(Exercise): Can you express the listing, everything from the line containing "Rules: pick out each instance of the distant" down to the line containing "[[406, 275], [756, 320]]", as a two-column CSV headed "instruction" and "answer"? Each row should pair an instruction line with the line that answers it, with every field in quotes and any line breaks turned into spaces.

(Raw records):
--- Start ---
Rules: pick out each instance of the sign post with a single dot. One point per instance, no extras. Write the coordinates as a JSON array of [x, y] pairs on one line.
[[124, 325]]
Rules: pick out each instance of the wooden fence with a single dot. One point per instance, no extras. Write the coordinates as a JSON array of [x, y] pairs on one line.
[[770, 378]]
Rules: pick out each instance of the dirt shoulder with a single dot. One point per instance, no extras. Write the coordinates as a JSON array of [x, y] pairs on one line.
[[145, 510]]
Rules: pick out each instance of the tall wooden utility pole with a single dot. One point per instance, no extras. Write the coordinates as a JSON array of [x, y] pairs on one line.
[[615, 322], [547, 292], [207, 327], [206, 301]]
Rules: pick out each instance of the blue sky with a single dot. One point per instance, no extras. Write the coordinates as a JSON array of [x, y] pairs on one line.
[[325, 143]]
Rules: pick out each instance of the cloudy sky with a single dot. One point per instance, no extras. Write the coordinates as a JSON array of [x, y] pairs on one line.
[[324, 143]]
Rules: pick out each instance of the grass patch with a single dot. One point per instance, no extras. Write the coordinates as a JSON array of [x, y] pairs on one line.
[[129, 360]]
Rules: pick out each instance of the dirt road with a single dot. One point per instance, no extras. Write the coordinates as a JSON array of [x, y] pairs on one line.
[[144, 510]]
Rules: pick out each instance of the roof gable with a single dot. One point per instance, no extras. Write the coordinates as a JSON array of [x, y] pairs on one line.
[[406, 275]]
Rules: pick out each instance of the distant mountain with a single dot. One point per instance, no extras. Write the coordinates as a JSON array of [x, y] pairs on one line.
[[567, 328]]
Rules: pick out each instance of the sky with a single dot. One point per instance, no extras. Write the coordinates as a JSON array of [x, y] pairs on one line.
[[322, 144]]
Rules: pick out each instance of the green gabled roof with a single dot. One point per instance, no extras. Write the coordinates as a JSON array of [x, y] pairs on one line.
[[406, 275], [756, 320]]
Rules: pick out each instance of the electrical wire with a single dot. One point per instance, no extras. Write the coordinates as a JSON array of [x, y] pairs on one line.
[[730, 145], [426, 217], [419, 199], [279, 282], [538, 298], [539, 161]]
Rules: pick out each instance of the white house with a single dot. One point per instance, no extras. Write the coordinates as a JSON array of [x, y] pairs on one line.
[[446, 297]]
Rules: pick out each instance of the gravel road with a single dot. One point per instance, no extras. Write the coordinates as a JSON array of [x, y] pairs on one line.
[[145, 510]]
--- End ---
(Answer to this exercise):
instruction,answer
"Rules: pick out each instance of the distant mountain with a single dot. One point per instance, no extras. Write the coordinates as a JSON array of [x, y] pairs on one line.","[[567, 328]]"
"Rules: pick out each instance of the sky with a single dot. One point per instance, no extras. Write the coordinates as a JSON array of [x, y] pairs on one line.","[[322, 144]]"
"Rules: pick out each instance of the green gabled roof with a single dot. One point per instance, no extras. Write the coordinates as a JSON array of [x, y] pairs on one line.","[[406, 275], [756, 320]]"